##### TEXTE CHOISI #####
Selon des officiers de renseignement actuels et anciens, le Hamas compte encore des milliers de militants armés sur le terrain et se concentrera sur le renforcement de ses capacités affaiblies. 

« Le Hamas sera capable de se reconstituer, pas en un jour, pas en une semaine… mais certainement suffisamment pour être un acteur majeur en tant que fauteur de troubles et insurrectionnel », a déclaré Ghaith Al-Omari, ancien négociateur de l’Autorité palestinienne.

Dans un contexte de vide de pouvoir à Gaza, le centre de gravité du Hamas pourrait se déplacer vers les dirigeants politiques basés au Qatar, qui sont plus pragmatiques quant à la conclusion d’un éventuel accord de cessez-le-feu avec Israël, a-t-il déclaré.

Sinwar, qui a grandi dans un camp de réfugiés à Gaza, a passé 22 ans emprisonné en Israël pour les enlèvements et les meurtres de deux soldats israéliens et de quatre Palestiniens considérés comme collaborant avec Israël.
##### LOT D'ENREGISTREMENTS #####
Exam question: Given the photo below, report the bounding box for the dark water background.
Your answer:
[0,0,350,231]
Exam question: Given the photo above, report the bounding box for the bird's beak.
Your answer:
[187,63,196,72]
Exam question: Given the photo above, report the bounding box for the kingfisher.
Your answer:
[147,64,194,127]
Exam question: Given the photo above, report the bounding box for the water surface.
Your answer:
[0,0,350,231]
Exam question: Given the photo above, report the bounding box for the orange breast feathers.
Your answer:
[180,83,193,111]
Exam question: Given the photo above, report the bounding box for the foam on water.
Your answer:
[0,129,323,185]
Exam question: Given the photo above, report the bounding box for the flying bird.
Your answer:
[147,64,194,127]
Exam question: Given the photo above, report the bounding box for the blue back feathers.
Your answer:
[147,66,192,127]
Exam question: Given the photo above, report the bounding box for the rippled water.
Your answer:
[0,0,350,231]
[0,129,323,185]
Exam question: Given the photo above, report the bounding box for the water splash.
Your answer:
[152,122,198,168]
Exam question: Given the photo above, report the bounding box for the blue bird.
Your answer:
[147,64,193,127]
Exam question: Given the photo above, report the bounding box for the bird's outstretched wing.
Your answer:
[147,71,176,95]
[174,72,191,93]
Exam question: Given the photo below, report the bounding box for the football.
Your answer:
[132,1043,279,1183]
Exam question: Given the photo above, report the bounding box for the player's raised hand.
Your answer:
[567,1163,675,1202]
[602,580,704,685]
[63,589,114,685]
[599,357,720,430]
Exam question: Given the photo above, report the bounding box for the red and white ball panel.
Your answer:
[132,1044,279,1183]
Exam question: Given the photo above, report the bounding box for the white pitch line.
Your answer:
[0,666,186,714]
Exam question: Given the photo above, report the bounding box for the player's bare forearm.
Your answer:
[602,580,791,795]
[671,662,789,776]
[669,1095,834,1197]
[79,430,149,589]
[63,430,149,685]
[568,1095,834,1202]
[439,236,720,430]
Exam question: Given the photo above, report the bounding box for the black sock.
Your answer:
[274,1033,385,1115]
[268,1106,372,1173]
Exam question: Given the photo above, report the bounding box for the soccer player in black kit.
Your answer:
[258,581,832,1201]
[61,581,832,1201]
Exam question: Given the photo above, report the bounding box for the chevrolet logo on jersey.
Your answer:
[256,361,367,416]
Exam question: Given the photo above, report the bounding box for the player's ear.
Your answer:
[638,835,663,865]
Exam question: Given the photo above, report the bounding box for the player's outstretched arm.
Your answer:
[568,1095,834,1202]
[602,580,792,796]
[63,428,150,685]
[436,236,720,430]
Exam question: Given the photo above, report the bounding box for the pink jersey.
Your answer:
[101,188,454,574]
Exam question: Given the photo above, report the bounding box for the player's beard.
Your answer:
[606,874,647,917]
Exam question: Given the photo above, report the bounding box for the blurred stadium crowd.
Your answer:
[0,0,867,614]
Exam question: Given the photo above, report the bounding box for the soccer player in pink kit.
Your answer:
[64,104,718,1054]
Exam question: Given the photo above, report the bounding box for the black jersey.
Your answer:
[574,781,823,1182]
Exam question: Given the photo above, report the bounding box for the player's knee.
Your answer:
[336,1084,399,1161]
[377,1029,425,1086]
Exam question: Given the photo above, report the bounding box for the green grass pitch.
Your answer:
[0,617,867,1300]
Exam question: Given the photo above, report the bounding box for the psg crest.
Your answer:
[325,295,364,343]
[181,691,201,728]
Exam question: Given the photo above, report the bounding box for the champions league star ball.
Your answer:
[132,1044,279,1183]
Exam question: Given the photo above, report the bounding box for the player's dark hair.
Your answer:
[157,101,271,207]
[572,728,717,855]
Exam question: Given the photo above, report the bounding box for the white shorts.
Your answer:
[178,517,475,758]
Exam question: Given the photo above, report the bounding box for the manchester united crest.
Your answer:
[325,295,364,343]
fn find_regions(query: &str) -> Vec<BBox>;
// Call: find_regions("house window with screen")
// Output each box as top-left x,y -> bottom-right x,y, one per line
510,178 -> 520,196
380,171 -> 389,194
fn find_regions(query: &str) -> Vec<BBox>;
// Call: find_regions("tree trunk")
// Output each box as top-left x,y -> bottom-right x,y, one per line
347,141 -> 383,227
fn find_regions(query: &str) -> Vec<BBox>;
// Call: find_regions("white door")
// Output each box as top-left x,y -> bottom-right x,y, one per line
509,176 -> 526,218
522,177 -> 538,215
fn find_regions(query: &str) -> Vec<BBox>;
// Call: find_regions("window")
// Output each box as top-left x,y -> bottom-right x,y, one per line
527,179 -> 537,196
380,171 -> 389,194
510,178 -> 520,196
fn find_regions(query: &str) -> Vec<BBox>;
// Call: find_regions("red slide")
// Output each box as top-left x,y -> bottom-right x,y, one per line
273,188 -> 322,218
#####
▶ **CONSIGNE 1**: D'après le texte sur le Hamas, combien d'années Sinwar a-t-il passées en prison en Israël ?
▶ **CONSIGNE 2**: Recopiez le passage du texte sur le Hamas compris entre « Selon des officiers » et « de l’Autorité palestinienne. », ces deux bouts de phrase inclus.
▶ **CONSIGNE 3**: Reprenez le texte sur le Hamas à partir de sa dernière phrase et écrivez la suite.

▶ **RÉPONSE 1**: 22 ans.

▶ **RÉPONSE 2**:
Selon des officiers de renseignement actuels et anciens, le Hamas compte encore des milliers de militants armés sur le terrain et se concentrera sur le renforcement de ses capacités affaiblies. 

« Le Hamas sera capable de se reconstituer, pas en un jour, pas en une semaine… mais certainement suffisamment pour être un acteur majeur en tant que fauteur de troubles et insurrectionnel », a déclaré Ghaith Al-Omari, ancien négociateur de l’Autorité palestinienne.

▶ **RÉPONSE 3**:
En tant que prisonnier, Sinwar a appris l’hébreu, lu les journaux israéliens et essayé d’utiliser son temps derrière les barreaux pour comprendre ses ennemis. Il a été l’un des cerveaux de l’attaque du 7 octobre, qui a vu le massacre de civils non armés et l’enlèvement d’enfants et de personnes âgées. 

Mais sa vision de détruire Israël avec l’aide de l’Iran et d’autres forces mandatées s’est retournée contre lui. 

Depuis l’attaque, Israël a dévasté le Hamas, tué les dirigeants de la milice libanaise Hezbollah et repoussé deux barrages de missiles iraniens. Gaza est en ruines et plus de 42 000 Palestiniens ont été tués, selon les autorités sanitaires palestiniennes.

L’une des otages capturées par le Hamas le 7 octobre était une militante pacifiste de 85 ans, Yocheved Lifshitz, qui a été libérée par la suite. Elle a raconté au journal israélien Davar avoir rencontré Sinwar dans le labyrinthe de tunnels sous Gaza. 

« Je lui ai demandé comment il pouvait ne pas avoir honte de faire une chose pareille à des gens qui ont soutenu la paix pendant toutes ces années », a-t-elle déclaré. « Il ne nous a pas répondu. Il est resté silencieux. »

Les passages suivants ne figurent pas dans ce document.